§ **PROBLEM TO SOLVE**: Rewrite every line from the line containing "Annotation task: mark the white plastic" through the end of the records. Multiply each point coordinate by 0.4 and round to a whole number, rounding halves up. Keep all other wording unchanged and give only those lines.

Position annotation records
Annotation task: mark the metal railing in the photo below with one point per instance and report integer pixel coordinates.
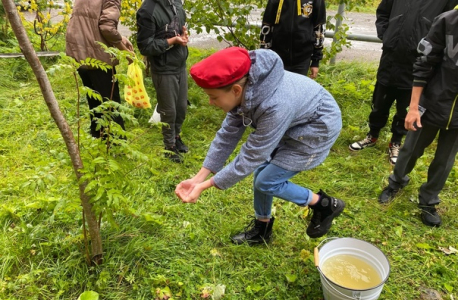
(328, 34)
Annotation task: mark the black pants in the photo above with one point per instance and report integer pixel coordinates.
(172, 103)
(439, 169)
(302, 68)
(382, 100)
(101, 82)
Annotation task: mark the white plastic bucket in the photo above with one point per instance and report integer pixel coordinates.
(361, 249)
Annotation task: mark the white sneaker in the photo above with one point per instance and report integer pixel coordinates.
(368, 141)
(393, 151)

§ **ANSWER TO THIS PROBLEM**:
Annotation task: mark the white plastic bucket in the photo above with one point per instance and report integer pixel coordinates.
(144, 100)
Annotation task: mark the white sneaker in the photo above with one point per instance and report integer pixel coordinates.
(147, 56)
(157, 60)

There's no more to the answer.